_EXERCISE DIRECTIONS_: Pick up the forum thread on whether medical training is worth it and continue it from its final line.

_SELECTED PASSAGE_:
And Nas, being an attending is better than being an intern like being in a romantic relationship is better than taking a sex ed class. Yes, the class helps you learn the basics, but it's still not the same as actually "practicing." 😉
 
Agree with the above. In terms of finances alone, going through medical training is almost certainly not worth it. It has to be significantly more than a financial proposition to you, or you're better off doing something else.

And Nas, being an attending is better than being an intern like being in a romantic relationship is better than taking a sex ed class. Yes, the class helps you learn the basics, but it's still not the same as actually "practicing." 😉

Well that's some good news then.

Oh god...sex ed class. Is it still that bad these days. It seems like it would be different in the internet era. Not like me looking at the women's underwear advertisement in the newspaper and wondering what was happening to me.

Only to listen to some jock in polyester coaching shorts and a polo saying the word penis too much in a class and expecting us not to laugh.

_EXTRACTED RECORDS_:
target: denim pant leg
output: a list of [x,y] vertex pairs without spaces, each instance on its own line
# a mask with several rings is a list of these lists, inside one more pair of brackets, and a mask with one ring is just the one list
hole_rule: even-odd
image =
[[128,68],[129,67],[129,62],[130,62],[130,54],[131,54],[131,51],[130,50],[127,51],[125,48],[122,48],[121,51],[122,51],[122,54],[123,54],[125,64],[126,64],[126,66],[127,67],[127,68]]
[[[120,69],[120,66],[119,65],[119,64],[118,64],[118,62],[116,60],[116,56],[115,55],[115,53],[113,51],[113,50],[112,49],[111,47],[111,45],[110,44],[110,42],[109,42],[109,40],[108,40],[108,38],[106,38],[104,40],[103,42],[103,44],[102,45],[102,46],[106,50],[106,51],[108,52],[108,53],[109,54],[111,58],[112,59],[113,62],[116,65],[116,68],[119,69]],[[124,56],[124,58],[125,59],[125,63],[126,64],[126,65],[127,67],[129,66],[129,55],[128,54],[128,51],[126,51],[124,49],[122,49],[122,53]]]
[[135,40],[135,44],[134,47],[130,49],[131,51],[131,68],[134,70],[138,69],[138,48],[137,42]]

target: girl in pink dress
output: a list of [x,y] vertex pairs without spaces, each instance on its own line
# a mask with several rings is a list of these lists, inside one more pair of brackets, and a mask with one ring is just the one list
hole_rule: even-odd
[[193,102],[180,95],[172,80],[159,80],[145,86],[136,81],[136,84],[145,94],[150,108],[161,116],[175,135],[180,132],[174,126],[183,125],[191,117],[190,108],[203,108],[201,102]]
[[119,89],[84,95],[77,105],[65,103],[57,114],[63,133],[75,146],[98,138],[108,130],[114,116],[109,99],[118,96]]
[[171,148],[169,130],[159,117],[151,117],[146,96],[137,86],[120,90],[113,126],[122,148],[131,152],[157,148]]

_RESPONSE TO THIS TASK_:
The other part of the strangeness of the question is that it can be directed only half-hazardly at one's own former self... who no longer exists anyway. Or if who does exist....exists in one of an infinite number of possible selves. Which effectively makes the asker the answerer in any case.

What does the fully committed physician really know about what she would do differently. How she might have been a pastry chef instead. Or a punk rocker.

There are just no answers to these things. Only stories. And more questions.

Each premed is truly on their own. It's folly or worse to imagine otherwise.
 
Only to listen to some jock in polyester coaching shorts and a polo

Tucked in Polo? That's how I like to remember them, tucking all manner of shirts into their silly shorts with "coaching" shoes. Ready at a moments notice to tell us how to do something they used to be able to do but still want to look like they could do.
 
Tucked in Polo? That's how I like to remember them, tucking all manner of shirts into their silly shorts with "coaching" shoes. Ready at a moments notice to tell us how to do something they used to be able to do but still want to look like they could do.
:laugh:.

Is there any other way to wear your polo with your Bike coaching shorts.

Now, that I'm grown, I think of some of the people in charge of me when I was young and it's no wonder I've never had confidence in authority. Most of my coaches were nice though. If somewhat stereotypical with regards to fashion choices. haha. Coaching fashion. haha.